→ Consignes à suivre
(1) Répondez à ces questions sur l'extrait consacré à la rémunération des organes :
(a) Quels trois concepts le problème de la rémunération des organes permet-il de repenser ?
(b) Quelles approches rendent mieux compte de ce que vivent les donneurs et les receveurs ?
(c) Sur quelle théorie Valérie Gateau s'appuie-t-elle pour fonder sa position dans le dernier chapitre ?
(2) Rédigez la suite de l'extrait sur la rémunération des organes, en commençant juste après sa dernière phrase.

→ Extrait source

---

Si nous n’avions pas saisi les préalables introductifs de Valérie Gateau, nous pourrions considérer que la troisième partie de l’ouvrage est la seule partie philosophique. Dans cette ultime partie, elle se livre en philosophe à un examen des discours récoltés par l’enquête de terrain. En s’intéressant au problème de la rémunération des organes, elle montre qu’il permet de repenser l’articulation de trois concepts : celui de liberté, de corps, et de don. C’est bien le lien du sujet à son corps qui est en jeu ; de plus, ce problème pose une question cruciale au sujet de la liberté : peut-on limiter la liberté pour la protection du sujet ? Enfin, une certaine définition du don est toujours retenue pour trancher la question de la rémunération. Dans ce cadre, elle se livre à un exposé des arguments en présence au sujet de la rémunération des organes. La position d’inspiration kantienne (anti-rémunération) et la position d’inspiration utilitariste (pro-rémunération) révèlent leur insuffisance car elles figent le débat. Alors, partir du discours des acteurs semble plus à même de proposer des solutions adéquates. V. Gateau montre ainsi que d’autres conceptions de la liberté et du corps propre permettent de comprendre philosophiquement les témoignages recueillis. La théorie de la décision et la philosophie de Sartre rendent mieux compte de ce que vivent les donneurs et les receveurs. Elles fondent ainsi moralement le prélèvement des organes. Mais si ces théories semblent valables pour les acteurs, le sont-elles pour la société ? Le dernier chapitre présente ainsi une autre façon de voir le débat sur le don et la rémunération des organes. Valérie Gateau y défend l’idée d’une indemnisation des donneurs. Ils subissent un préjudice au cours du prélèvement, et peut être à long terme, si ce n’est pas à court terme. En s’appuyant cette fois sur la théorie des sphères de justice de Walzer, elle a ainsi recours à un autre horizon philosophique pour fonder sa position.

---

→ Données fournies
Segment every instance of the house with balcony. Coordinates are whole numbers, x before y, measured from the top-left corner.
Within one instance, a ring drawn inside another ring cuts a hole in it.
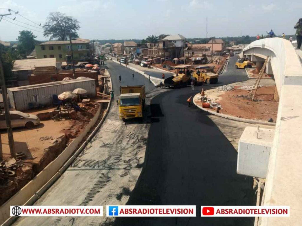
[[[171,61],[175,58],[180,58],[183,55],[185,40],[185,38],[180,34],[168,35],[148,48],[147,56]]]
[[[90,57],[88,39],[77,38],[71,41],[75,62],[87,61]],[[36,45],[37,59],[55,58],[57,62],[71,61],[71,46],[69,41],[49,41]]]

---

→ Réponses par consigne
(1)
(a) La liberté, le corps et le don.
(b) La théorie de la décision et la philosophie de Sartre.
(c) La théorie des sphères de justice de Walzer.

(2)
Cet ouvrage constitue le modèle d’un travail philosophique d’un nouveau genre dans le champ de la bioéthique. Excellente synthèse de la littérature existante sur la question des greffes et notamment de la THDV, Valérie Gateau propose aussi une enquête de terrain singulière dont elle tire les conséquences philosophiques en se nourrissant des ressources conceptuelles et historiques de sa discipline.

Ouvrage clair[5], et très bien structuré, ce livre n’est pas à comprendre comme une proposition figée d’une philosophie du don d’organes. Il met surtout en évidence la richesse philosophique du débat très actuel autour de la rémunération des organes et s’y engage : il faut indemniser les donneurs vivants.

Grâce à ce livre, tout lecteur intéressé par le thème de la greffe ne peut qu’être sensible à la nécessité de la construction d’une réflexion éthique autour de la réception des organes, et non seulement du don. Celui qui s’intéresse à l’éthique médicale peut aussi y voir une nouvelle façon de remettre en question le primat de l’autonomie dans ce domaine[6]. Enfin, ce livre montre bien que, dans le champ de la greffe, le principe central à questionner est peut être tout autant, si ce n’est plus, celui de la justice que celui de l’autonomie.

 

Christelle Nélaton



[1] L’autonomie, la bienfaisance, la non-malfaisance et la justice. Voir Principles of Biomedical Ethics, New York, Oxford University Press, 1989, p.3-12.

[2] c'est-à-dire des donneurs, des receveurs et  des professionnels de santé.

[3] A opposer à « mythique » ici.

[4] Elle analyse ainsi en détail les évolutions légales qui ont permis cette extension des donneurs potentiels, notamment de la Loi de Bioéthique de 1994 à celle de 2004.

[5] A ce titre, le lecteur peut utiliser à profit le glossaire qui se trouve en fin d’ouvrage.

[6] Voir un autre exemple de cette remise en question dans Corine Pelluchon, L’autonomie brisée, PUF, 2009.